• _Passage provided_:
>> start

Matrix Multiplication in Clojure vs Numpy

Question:

I’m working on an application in Clojure that needs to multiply large matrices and am running into some large performance issues compared to an identical Numpy version. Numpy seems to be able to multiply a 1,000,000×23 matrix by its transpose in under a second, while the equivalent clojure code takes over six minutes. (I can print out the resulting matrix from Numpy, so it’s definitely evaluating everything).

Am I doing something terribly wrong in this Clojure code? Is there some trick of Numpy that I can try to mimic?

Here’s the python:

import numpy as np

def test_my_mult(n):
    A = np.random.rand(n*23).reshape(n,23)
    At = A.T

    t0 = time.time()
    res = np.dot(A.T, A)
    print time.time() - t0
    print np.shape(res)

    return res

# Example (returns a 23x23 matrix):
# >>> results = test_my_mult(1000000)
# 
# 0.906938076019
# (23, 23)

And the clojure:

(defn feature-vec [n]
  (map (partial cons 1)
       (for [x (range n)]
         (take 22 (repeatedly rand)))))

(defn dot-product [x y]
  (reduce + (map * x y)))

(defn transpose
  "returns the transposition of a `coll` of vectors"
  [coll]
  (apply map vector coll))

(defn matrix-mult
  [mat1 mat2]
  (let [row-mult (fn [mat row]
                   (map (partial dot-product row)
                        (transpose mat)))]
    (map (partial row-mult mat2)
         mat1)))

(defn test-my-mult
  [n afn]
  (let [xs  (feature-vec n)
        xst (transpose xs)]
    (time (dorun (afn xst xs)))))

;; Example (yields a 23x23 matrix):
;; (test-my-mult 1000 i/mmult) => "Elapsed time: 32.626 msecs"
;; (test-my-mult 10000 i/mmult) => "Elapsed time: 628.841 msecs"

;; (test-my-mult 1000 matrix-mult) => "Elapsed time: 14.748 msecs"
;; (test-my-mult 10000 matrix-mult) => "Elapsed time: 434.128 msecs"
;; (test-my-mult 1000000 matrix-mult) => "Elapsed time: 375751.999 msecs"


;; Test from wikipedia
;; (def A [[14 9 3] [2 11 15] [0 12 17] [5 2 3]])
;; (def B [[12 25] [9 10] [8 5]])

;; user> (matrix-mult A B)
;; ((273 455) (243 235) (244 205) (102 160))

UPDATE: I implemented the same benchmark using the JBLAS library and found massive, massive speed improvements. Thanks to everyone for their input! Time to wrap this sucker in Clojure. Here’s the new code:

(import '[org.jblas FloatMatrix])

>> end

• _Dataset extract_:
>> start

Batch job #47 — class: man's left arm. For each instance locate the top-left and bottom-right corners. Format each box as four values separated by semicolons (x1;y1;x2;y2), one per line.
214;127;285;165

>> end

• _What is asked_:
- 1) Condense the paragraph of the matrix multiplication thread that begins "I’m working on an application in Clojure" into a shorter version that keeps its main facts.
- 2) Carry the matrix multiplication thread forward from its final line.
The material has no connection to the matrix multiplication thread.

• _Written answers_:
- 1) A Clojure application that must multiply large matrices performs far worse than an identical Numpy version. Numpy multiplies a 1,000,000×23 matrix by its transpose in under a second, while the Clojure code takes over six minutes. The Numpy result can be printed, which confirms that everything is actually evaluated.

- 2)
(defn feature-vec [n]
  (FloatMatrix.
   (into-array (for [x (range n)]
                 (float-array (cons 1 (take 22 (repeatedly rand))))))))

(defn test-mult [n]
  (let [xs  (feature-vec n)
        xst (.transpose xs)]
    (time (let [result (.mmul xst xs)]
            [(.rows result)
             (.columns result)]))))

;; user> (test-mult 10000)
;; "Elapsed time: 6.99 msecs"
;; [23 23]

;; user> (test-mult 100000)
;; "Elapsed time: 43.88 msecs"
;; [23 23]

;; user> (test-mult 1000000)
;; "Elapsed time: 383.439 msecs"
;; [23 23]

(defn matrix-stream [rows cols]
  (repeatedly #(FloatMatrix/randn rows cols)))

(defn square-benchmark
  "Times the multiplication of a square matrix."
  [n]
  (let [[a b c] (matrix-stream n n)]
    (time (.mmuli a b c))
    nil))

;; forma.matrix.jblas> (square-benchmark 10)
;; "Elapsed time: 0.113 msecs"
;; nil
;; forma.matrix.jblas> (square-benchmark 100)
;; "Elapsed time: 0.548 msecs"
;; nil
;; forma.matrix.jblas> (square-benchmark 1000)
;; "Elapsed time: 107.555 msecs"
;; nil
;; forma.matrix.jblas> (square-benchmark 2000)
;; "Elapsed time: 793.022 msecs"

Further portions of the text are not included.